Tasks and exercises
1/ List the variables that the uncertainty classification results say will be compared with one another.
2/ Rewrite the records from the line holding "leaning on wall in the photograph above." through the end of the records, inclusive. Switch "drywall panel" to "gypsum board" and leave everything else unchanged.

Selection

Skip to content

3.0 Results - Classifying Uncertainty

Recap

Recall that we are trying to investigate how a new variable called Vegetation Optical Depth (VOD) compares to some of the previously used variables Land Surface Temperature (LST), Soil Moisture (SM) and Normalized Vegetation Difference Index (NDVI). The previous variables were often used to recover droughts, but studies have shown that VOD will better characterize drought conditions. So, the objective is to see how these VOD compares to other variables via information theory and other similarity measures. In addition, the data representation could make a difference in how similar VOD is to the other variables. For example, many spatial dimension or many temporal dimensions. So, we are going to look at different representations and different combinations of VOD, LST, SM, and NDVI and do comparisons.


Data

For this first set of results, we are looking at the CONUS dataset which is located in California. We have a period of 6 years where there were drought occurences and not drought occurences.

  • Droughts - 2012, 2014, 2015)
  • No Drought - 2010, 2011, 2013

We have a spatial resolution of ... and a temporal resolution of 14 days.


Methods

For this first experiment, we only want to classify the expected uncertainty that each variable has with different temporal representations. So for example, we can do self-comparisons like what's the expected uncertainty of VOD with 1 temporal dimension versus 3 temporal dimensions? We will do this for all 4 variables individually. We will use RBIG to measure the expected uncertainty (aka Entropy)

Dataset excerpt:
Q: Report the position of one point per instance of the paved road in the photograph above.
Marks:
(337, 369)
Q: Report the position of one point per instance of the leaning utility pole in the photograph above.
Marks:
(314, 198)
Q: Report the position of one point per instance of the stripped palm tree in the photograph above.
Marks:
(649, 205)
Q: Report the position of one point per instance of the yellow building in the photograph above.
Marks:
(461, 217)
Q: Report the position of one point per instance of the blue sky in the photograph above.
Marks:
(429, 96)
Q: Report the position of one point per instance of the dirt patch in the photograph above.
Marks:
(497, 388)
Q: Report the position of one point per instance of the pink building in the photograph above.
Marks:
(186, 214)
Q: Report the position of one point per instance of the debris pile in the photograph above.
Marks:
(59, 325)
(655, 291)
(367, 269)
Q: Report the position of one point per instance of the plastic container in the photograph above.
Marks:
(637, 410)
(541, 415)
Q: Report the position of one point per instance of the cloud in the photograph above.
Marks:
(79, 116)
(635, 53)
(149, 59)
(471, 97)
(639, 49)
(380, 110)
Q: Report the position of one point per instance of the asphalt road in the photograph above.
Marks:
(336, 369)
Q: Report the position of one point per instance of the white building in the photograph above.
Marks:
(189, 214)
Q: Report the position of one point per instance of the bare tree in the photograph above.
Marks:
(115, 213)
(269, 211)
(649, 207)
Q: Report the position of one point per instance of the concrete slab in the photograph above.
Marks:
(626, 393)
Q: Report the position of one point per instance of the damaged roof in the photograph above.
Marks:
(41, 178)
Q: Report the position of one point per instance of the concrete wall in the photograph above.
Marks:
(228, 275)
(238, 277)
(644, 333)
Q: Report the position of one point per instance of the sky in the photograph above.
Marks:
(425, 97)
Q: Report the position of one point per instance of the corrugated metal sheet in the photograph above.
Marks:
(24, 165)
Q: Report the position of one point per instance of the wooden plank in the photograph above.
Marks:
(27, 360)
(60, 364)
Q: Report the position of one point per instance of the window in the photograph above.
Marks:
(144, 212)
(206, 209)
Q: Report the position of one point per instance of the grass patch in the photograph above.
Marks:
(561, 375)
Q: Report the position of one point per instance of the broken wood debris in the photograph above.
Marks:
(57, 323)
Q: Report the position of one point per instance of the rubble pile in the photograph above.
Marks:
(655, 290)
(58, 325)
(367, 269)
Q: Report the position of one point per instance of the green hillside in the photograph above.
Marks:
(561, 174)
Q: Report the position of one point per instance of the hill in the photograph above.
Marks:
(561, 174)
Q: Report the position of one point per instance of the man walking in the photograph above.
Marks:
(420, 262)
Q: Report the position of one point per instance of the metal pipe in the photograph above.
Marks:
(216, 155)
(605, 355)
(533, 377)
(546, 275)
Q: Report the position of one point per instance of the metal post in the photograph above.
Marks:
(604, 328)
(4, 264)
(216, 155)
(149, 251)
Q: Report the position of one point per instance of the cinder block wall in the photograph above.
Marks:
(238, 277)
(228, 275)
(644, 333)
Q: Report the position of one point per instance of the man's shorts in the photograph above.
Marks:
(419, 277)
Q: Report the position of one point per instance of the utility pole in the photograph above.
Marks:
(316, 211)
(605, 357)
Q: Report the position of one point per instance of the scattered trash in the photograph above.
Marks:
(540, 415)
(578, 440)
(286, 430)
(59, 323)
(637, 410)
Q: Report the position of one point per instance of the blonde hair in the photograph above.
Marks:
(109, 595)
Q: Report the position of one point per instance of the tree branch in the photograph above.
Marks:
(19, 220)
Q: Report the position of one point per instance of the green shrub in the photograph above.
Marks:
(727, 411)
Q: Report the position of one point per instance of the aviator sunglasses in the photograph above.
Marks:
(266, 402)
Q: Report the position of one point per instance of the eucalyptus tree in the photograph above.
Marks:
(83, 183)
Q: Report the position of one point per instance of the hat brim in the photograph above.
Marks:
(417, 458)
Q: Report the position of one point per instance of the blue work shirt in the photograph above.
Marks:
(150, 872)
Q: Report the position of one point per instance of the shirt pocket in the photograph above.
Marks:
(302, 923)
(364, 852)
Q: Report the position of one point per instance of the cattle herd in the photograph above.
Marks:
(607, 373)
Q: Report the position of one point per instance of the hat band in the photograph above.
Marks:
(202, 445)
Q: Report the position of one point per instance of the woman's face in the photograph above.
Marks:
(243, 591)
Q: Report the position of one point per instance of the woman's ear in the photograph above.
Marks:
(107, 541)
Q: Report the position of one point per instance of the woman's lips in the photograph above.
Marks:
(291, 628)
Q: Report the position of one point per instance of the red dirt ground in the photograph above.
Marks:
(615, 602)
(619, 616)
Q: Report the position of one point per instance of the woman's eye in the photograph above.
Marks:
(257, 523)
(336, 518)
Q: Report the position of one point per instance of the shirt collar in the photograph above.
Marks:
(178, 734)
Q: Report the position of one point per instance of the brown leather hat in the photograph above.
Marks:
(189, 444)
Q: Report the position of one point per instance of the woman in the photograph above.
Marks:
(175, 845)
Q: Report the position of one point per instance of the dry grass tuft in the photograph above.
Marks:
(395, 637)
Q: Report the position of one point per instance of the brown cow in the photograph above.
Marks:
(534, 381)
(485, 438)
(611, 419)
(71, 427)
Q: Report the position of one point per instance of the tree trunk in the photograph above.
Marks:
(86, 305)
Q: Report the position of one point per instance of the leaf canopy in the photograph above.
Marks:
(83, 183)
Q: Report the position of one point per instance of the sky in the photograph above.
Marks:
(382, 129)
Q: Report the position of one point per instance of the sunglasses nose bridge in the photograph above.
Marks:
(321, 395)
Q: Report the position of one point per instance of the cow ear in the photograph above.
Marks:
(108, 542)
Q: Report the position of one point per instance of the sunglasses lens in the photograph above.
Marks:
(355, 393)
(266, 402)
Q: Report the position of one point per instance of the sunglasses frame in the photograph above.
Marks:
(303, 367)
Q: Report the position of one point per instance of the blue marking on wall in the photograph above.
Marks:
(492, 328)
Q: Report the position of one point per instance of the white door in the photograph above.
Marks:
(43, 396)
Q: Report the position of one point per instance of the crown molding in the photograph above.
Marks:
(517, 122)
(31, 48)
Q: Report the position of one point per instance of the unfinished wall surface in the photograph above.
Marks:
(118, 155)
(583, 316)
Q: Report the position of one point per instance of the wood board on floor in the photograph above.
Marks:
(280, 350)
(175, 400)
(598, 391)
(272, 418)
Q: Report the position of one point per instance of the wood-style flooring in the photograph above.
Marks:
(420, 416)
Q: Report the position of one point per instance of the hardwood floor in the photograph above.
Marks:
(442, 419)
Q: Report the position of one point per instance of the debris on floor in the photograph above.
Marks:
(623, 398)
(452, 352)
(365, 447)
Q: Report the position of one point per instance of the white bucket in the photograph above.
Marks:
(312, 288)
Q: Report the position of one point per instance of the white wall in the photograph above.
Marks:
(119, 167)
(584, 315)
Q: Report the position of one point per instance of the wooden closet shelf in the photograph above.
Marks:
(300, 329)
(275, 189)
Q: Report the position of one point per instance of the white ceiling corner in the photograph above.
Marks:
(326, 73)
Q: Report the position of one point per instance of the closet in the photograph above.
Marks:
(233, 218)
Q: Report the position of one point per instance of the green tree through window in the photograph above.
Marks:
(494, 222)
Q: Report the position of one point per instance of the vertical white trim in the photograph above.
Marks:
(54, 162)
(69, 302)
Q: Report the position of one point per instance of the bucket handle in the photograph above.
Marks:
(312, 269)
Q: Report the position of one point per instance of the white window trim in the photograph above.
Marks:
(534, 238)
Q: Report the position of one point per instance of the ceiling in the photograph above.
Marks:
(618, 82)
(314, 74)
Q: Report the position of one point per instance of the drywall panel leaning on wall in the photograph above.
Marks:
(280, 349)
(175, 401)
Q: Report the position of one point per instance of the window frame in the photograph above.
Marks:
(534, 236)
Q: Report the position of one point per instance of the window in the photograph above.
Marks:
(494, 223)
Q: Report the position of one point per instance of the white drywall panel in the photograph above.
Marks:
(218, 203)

Complete answers
1/ Vegetation Optical Depth (VOD), Land Surface Temperature (LST), Soil Moisture (SM), and Normalized Vegetation Difference Index (NDVI).

2/
Q: Report the position of one point per instance of the gypsum board leaning on wall in the photograph above.
Marks:
(280, 349)
(175, 401)
Q: Report the position of one point per instance of the window frame in the photograph above.
Marks:
(534, 236)
Q: Report the position of one point per instance of the window in the photograph above.
Marks:
(494, 223)
Q: Report the position of one point per instance of the white gypsum board in the photograph above.
Marks:
(218, 203)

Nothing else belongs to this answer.